Texto del documento:

Soportar una identidad
“Cuerpo propio: para ser propio, el cuerpo debe ser extraño, y así encontrarse apropiado”.
58 indicios sobre el cuerpo, J. L. Nancy
Desde hace un tiempo vengo leyendo sobre la problemática entre género e identidad. Desde que comencé mi transición, no he podido dejar de pensar en estas dos palabras. Intento siempre encontrar en la teoría un discurso que me permita articular la realidad con la subjetividad humana. Soy demasiado racional para mis cosas. Pero últimamente he descubierto que hay detalles en la vida cotidiana que me permiten hacer vínculos con lo que leo en los libros. Entiendo con el cuerpo lo que las palabras no terminan de cubrir. Y dentro de las preguntas que se ha hecho mi cuerpo, aparece una relativa a soportar. Aparecen en esta palabra dos ideas: aguantar (¿tenemos que soportar a otrxs?) y sostener (¿un cuerpo soporta una identidad?).
Mis padres son profundamente religiosos. Ante eso, sabía que no sería sencillo explicarles en qué consistía un proceso de transición de género. Me reuní con mi mamá en un café de Avenida Italia. No nos veíamos desde hace más de un año y medio. Se asombró al verme. ¿Por qué?, me preguntó. Y traté de decirle lo que había leído hacía poco en un seminario de fenomenología y teoría de género: como nací con genitales masculinos, la sociedad me obligó a ser un hombre y comportarme como uno. Pero no es obligación, mamá. Judith Butler explica una “imposible” diferenciación entre cuerpo y yo, al decir que la identidad se trata de una “repetición estilizada de actos. Este acto performativo se vive como una creencia por los espectadores y por el propio actor”.
La verdad es que nunca fui muy buena en mi actuación masculina. Desde que era unx niñx se reían de mi voz, de mis gestos, de mis gustos. Entonces decidí deshacerme de ese papel para adoptar uno nuevo, le expliqué a mi mamá, una actuación con otro nombre. Ella, sin dudarlo, me dijo: Dios hizo a Adán y Eva, hombre y mujer, no es correcto lo que estás planteando. Claro, su mito fundante no le permite hablar de performance, ni de actuaciones en la vida cotidiana. Tampoco acepta las versiones alternativas de la historia, esas en las que se nombra a Lilith como primera mujer, antes de Eva. Fue ella quien problematizó la desigualdad con Adán, asunto que terminó exiliándola del Jardín del Edén. Demasiada prepotencia en una femineidad, pensó Dios, cómplice de su primer hombre hecho de polvo.

Datos proporcionados:

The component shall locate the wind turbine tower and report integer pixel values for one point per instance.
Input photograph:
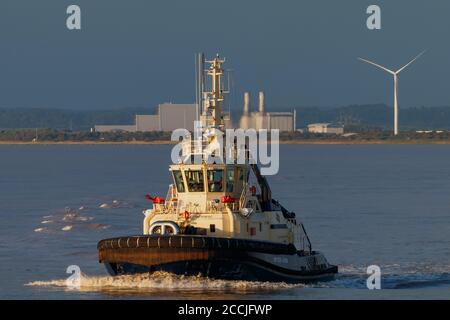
(395, 76)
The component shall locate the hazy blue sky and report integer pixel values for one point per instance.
(138, 53)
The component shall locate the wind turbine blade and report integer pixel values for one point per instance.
(377, 65)
(417, 57)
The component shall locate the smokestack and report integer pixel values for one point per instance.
(246, 103)
(261, 101)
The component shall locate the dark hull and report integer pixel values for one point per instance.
(210, 257)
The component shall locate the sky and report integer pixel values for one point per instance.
(138, 53)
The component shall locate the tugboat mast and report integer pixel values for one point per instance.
(212, 113)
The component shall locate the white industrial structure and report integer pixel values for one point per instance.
(326, 128)
(395, 75)
(283, 121)
(170, 116)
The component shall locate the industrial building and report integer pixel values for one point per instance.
(326, 128)
(283, 121)
(170, 116)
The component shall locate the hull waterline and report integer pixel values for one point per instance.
(220, 258)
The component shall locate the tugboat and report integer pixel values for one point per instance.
(218, 220)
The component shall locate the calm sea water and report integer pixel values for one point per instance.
(361, 205)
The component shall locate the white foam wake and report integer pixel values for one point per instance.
(161, 280)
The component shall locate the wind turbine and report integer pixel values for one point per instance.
(395, 75)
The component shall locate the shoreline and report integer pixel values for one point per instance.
(285, 142)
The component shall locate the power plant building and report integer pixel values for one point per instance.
(326, 128)
(170, 116)
(283, 121)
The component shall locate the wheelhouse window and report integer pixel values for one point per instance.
(195, 181)
(230, 180)
(178, 178)
(215, 180)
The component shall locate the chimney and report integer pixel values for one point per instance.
(261, 101)
(246, 103)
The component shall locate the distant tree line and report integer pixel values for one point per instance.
(359, 118)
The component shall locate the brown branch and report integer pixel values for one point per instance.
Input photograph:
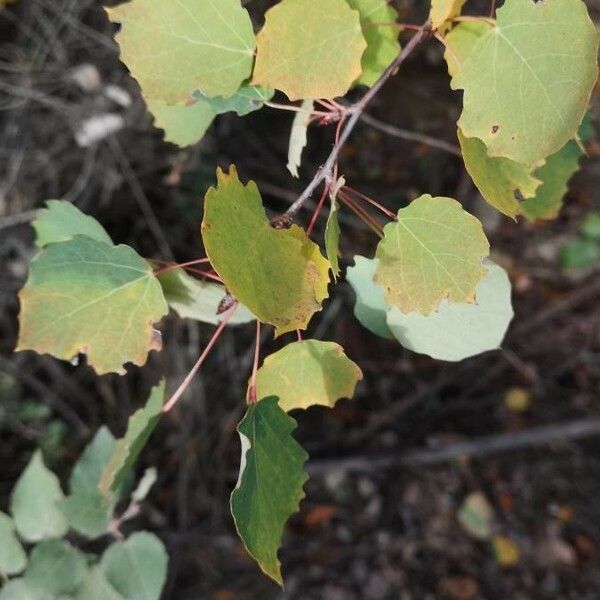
(325, 173)
(484, 446)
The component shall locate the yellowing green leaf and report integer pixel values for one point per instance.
(196, 299)
(61, 221)
(33, 503)
(87, 296)
(459, 330)
(377, 18)
(280, 275)
(460, 41)
(433, 251)
(555, 175)
(139, 428)
(528, 80)
(269, 487)
(308, 373)
(332, 239)
(173, 48)
(501, 181)
(370, 307)
(183, 124)
(309, 49)
(443, 11)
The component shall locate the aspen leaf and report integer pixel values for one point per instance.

Tareas del ejercicio:
• 1. Repite de forma literal todo el pasaje del texto sobre género e identidad que va desde «58 indicios sobre» hasta «soporta una identidad?).».
• 2. Retoma el texto sobre género e identidad y continúalo a partir de su última oración.

Conjunto de respuestas:
• 1.
58 indicios sobre el cuerpo, J. L. Nancy
Desde hace un tiempo vengo leyendo sobre la problemática entre género e identidad. Desde que comencé mi transición, no he podido dejar de pensar en estas dos palabras. Intento siempre encontrar en la teoría un discurso que me permita articular la realidad con la subjetividad humana. Soy demasiado racional para mis cosas. Pero últimamente he descubierto que hay detalles en la vida cotidiana que me permiten hacer vínculos con lo que leo en los libros. Entiendo con el cuerpo lo que las palabras no terminan de cubrir. Y dentro de las preguntas que se ha hecho mi cuerpo, aparece una relativa a soportar. Aparecen en esta palabra dos ideas: aguantar (¿tenemos que soportar a otrxs?) y sostener (¿un cuerpo soporta una identidad?).

• 2.
Actuamos una identidad todo el tiempo, le dije a mi mamá, nada está determinado a priori. Cada quién puede ser lo que desee, el límite solo choca con la ética, yo no estoy haciendo nada malo, no estoy dañando a otrxs. La identidad no es más que un relato imaginario para hacernos creer a nosotrxs mismxs que hay una continuidad, una coherencia, para no caer en la locura. Ya no te reconozco, me dijo ella. Y con esa frase me quedó claro que estábamos hablando de cosas muy distintas. Para ella la identidad es una palabra que, una vez que se anquilosa, no puede convertirse en algo más. Y en su lógica, eso es algo bueno. Y por eso me sentía a mí como una extraña: mi cuerpo ya no se nombra de la misma manera y vive alejado de la Ley de Dios. Para mí, en cambio, la identidad, es todo lo contrario: pura diferencia, sin parar. Mi madre fue un soporte inicial en la infancia y en algo de la adolescencia. Y lo agradezco. Pero la negación religiosa derrumbó una parte importante del vínculo actual. Soportar una identidad requiere de una alianza, y es por eso que las disidencias sexo-genéricas reclamamos un lugar político y social en el mundo. No hay soporte de manera individual, es un ejercicio colectivo. Cuando decidí darle forma a mi tránsito, recurrí al encuentro de varias amistades. Ahí radicó parte importante del soporte de lo que hoy puedo construir. Se necesita de unx otrx, se necesita de la escucha, de la palabra que termina modificando la carne, el cuerpo social.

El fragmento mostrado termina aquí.